-- Work order --
The answer is to be the full listing, unchanged in every line.

.....

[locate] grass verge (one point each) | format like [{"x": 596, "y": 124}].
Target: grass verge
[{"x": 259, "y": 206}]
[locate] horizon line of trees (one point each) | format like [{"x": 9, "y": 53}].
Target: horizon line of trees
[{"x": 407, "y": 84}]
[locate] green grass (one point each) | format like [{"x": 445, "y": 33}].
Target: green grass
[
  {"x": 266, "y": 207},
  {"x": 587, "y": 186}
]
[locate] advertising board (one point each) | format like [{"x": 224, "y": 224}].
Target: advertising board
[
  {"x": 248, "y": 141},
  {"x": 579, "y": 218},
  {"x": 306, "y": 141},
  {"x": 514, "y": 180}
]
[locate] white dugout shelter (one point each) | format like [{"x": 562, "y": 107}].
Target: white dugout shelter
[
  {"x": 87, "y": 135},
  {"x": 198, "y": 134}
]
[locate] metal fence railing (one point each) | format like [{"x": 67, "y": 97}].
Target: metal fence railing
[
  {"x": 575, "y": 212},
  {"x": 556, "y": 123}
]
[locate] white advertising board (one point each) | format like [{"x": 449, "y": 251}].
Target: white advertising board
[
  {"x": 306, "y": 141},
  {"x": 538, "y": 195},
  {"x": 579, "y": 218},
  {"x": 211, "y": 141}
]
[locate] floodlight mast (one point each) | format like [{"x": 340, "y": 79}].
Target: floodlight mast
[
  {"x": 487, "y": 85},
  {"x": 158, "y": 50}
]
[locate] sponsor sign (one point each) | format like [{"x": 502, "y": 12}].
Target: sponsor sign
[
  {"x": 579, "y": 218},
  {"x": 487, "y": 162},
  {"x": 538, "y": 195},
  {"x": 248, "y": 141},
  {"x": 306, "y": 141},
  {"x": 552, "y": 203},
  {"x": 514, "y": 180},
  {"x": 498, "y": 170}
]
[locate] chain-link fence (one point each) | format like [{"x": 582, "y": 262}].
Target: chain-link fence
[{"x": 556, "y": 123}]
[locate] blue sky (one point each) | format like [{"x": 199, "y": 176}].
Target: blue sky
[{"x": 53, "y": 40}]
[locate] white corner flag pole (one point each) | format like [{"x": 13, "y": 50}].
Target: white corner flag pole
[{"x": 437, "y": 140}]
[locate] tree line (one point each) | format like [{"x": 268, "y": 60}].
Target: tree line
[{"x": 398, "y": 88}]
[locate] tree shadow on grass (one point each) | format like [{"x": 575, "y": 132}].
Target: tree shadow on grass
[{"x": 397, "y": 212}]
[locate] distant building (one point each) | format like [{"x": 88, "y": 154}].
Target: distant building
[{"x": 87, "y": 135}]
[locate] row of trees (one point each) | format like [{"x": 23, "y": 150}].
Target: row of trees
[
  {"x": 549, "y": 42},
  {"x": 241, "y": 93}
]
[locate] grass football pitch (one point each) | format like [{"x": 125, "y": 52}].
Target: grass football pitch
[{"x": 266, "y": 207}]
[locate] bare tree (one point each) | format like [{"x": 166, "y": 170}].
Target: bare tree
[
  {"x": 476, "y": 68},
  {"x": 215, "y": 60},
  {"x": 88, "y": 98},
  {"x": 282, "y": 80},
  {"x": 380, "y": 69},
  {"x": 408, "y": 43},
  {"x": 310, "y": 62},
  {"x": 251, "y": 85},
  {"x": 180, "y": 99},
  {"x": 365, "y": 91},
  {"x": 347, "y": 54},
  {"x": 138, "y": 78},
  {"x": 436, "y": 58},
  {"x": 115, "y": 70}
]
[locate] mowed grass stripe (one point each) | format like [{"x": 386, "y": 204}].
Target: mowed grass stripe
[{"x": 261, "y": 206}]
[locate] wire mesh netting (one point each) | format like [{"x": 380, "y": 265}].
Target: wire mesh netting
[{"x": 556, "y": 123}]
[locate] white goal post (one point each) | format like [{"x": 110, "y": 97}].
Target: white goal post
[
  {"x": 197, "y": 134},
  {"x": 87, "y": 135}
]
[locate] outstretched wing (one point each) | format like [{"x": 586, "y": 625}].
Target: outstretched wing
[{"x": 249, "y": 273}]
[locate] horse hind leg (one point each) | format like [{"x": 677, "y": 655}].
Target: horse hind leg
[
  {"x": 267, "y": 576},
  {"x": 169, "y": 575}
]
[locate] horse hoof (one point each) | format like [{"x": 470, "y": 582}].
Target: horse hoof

.....

-- Exercise result --
[locate] grass verge (one point each) | format like [{"x": 596, "y": 124}].
Target: grass verge
[{"x": 259, "y": 206}]
[locate] horizon line of trees (one point each) | format like [{"x": 9, "y": 53}].
Target: horizon line of trees
[{"x": 407, "y": 84}]
[locate] green grass (one point each) | format like [{"x": 445, "y": 33}].
Target: green grass
[
  {"x": 266, "y": 207},
  {"x": 587, "y": 186}
]
[locate] advertising board (one point each) | format like [{"x": 224, "y": 224}].
Target: advertising board
[
  {"x": 248, "y": 141},
  {"x": 579, "y": 218},
  {"x": 306, "y": 141},
  {"x": 514, "y": 180}
]
[locate] white dugout shelter (one point each) | format like [{"x": 562, "y": 107}].
Target: white dugout shelter
[
  {"x": 87, "y": 135},
  {"x": 198, "y": 134}
]
[locate] metal fence railing (one point each) | format like [{"x": 67, "y": 97}].
Target: metal fence railing
[
  {"x": 575, "y": 212},
  {"x": 556, "y": 123}
]
[locate] white advertising board (one point each) | format like [{"x": 449, "y": 251}].
Target: white advertising board
[
  {"x": 306, "y": 141},
  {"x": 538, "y": 195},
  {"x": 579, "y": 218},
  {"x": 211, "y": 141}
]
[locate] floodlight mast (one point each) | format like [{"x": 340, "y": 79}].
Target: floodlight mast
[
  {"x": 487, "y": 85},
  {"x": 158, "y": 50}
]
[locate] sponsor sign (one point each) | format like [{"x": 502, "y": 12}].
Target: sponsor sign
[
  {"x": 579, "y": 218},
  {"x": 487, "y": 162},
  {"x": 538, "y": 195},
  {"x": 248, "y": 141},
  {"x": 306, "y": 141},
  {"x": 552, "y": 203},
  {"x": 514, "y": 180},
  {"x": 498, "y": 170}
]
[locate] chain-link fence (one point each) | format like [{"x": 582, "y": 262}].
Target: chain-link fence
[{"x": 556, "y": 123}]
[locate] blue sky (one point each) | format like [{"x": 199, "y": 176}].
Target: blue sky
[{"x": 53, "y": 40}]
[locate] white corner flag pole (one point each) | format like [{"x": 13, "y": 50}].
Target: white corner flag pole
[{"x": 437, "y": 140}]
[locate] tree line (one point each) | format like [{"x": 268, "y": 60}].
Target: tree line
[{"x": 398, "y": 88}]
[locate] tree shadow on grass (one point each) | format like [{"x": 575, "y": 132}].
Target: tree shadow on grass
[{"x": 397, "y": 212}]
[locate] distant building (one point each) | format like [{"x": 88, "y": 154}].
Target: distant building
[{"x": 87, "y": 135}]
[locate] row of trees (one point each) | format like [{"x": 23, "y": 150}].
Target: row of trees
[
  {"x": 549, "y": 42},
  {"x": 241, "y": 93}
]
[locate] grass football pitch (one point each) | format like [{"x": 125, "y": 52}].
Target: grass football pitch
[{"x": 266, "y": 207}]
[locate] bare tree (one point each) | format like [{"x": 166, "y": 170}].
Target: bare tree
[
  {"x": 476, "y": 68},
  {"x": 215, "y": 60},
  {"x": 88, "y": 98},
  {"x": 282, "y": 80},
  {"x": 380, "y": 69},
  {"x": 408, "y": 43},
  {"x": 310, "y": 62},
  {"x": 251, "y": 85},
  {"x": 180, "y": 99},
  {"x": 365, "y": 91},
  {"x": 347, "y": 54},
  {"x": 138, "y": 78},
  {"x": 436, "y": 58},
  {"x": 115, "y": 70}
]
[locate] mowed grass stripe (one point each) | format like [{"x": 386, "y": 204}].
Target: mowed grass stripe
[{"x": 261, "y": 206}]
[locate] wire mesh netting (one point each) | format like [{"x": 380, "y": 265}].
Target: wire mesh netting
[{"x": 556, "y": 123}]
[locate] white goal post (one point each) | format like [{"x": 110, "y": 97}].
Target: white goal post
[
  {"x": 197, "y": 134},
  {"x": 87, "y": 135}
]
[locate] outstretched wing (one point each) | format like [{"x": 586, "y": 625}].
Target: outstretched wing
[{"x": 249, "y": 273}]
[locate] horse hind leg (one point each) | format like [{"x": 677, "y": 655}].
Target: horse hind leg
[
  {"x": 267, "y": 576},
  {"x": 169, "y": 575}
]
[locate] horse hoof (one point each) | format like [{"x": 470, "y": 582}].
Target: horse hoof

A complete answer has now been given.